DATA UNDER STUDY →

>>>

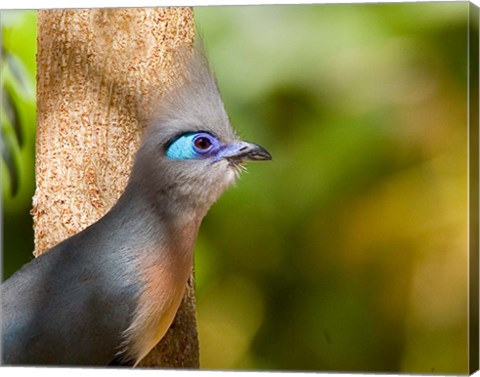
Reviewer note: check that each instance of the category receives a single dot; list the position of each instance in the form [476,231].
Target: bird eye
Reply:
[202,143]
[191,145]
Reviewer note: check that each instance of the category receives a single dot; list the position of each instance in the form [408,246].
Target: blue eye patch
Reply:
[193,145]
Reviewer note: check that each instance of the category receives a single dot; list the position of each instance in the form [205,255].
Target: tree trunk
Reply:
[96,69]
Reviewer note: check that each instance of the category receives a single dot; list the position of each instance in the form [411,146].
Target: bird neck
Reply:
[151,218]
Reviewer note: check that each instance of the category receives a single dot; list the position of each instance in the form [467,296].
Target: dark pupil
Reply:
[202,143]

<<<

INSTRUCTIONS FOR THE TASK → Where a line in the records above contains the string "form", copy that line.

EXERCISE SOLUTION →
Reviewer note: check that each instance of the category receives a single dot; list the position of each instance in the form [476,231].
Reviewer note: check that each instance of the category receives a single dot; list the position of each instance in the form [408,246].
Reviewer note: check that each instance of the category receives a single dot; list the position of each instance in the form [205,255].
Reviewer note: check that each instance of the category receives a single dot; list the position of each instance in the form [411,146].
Reviewer note: check that each instance of the category receives a single dot; list the position of each instance in the form [467,296].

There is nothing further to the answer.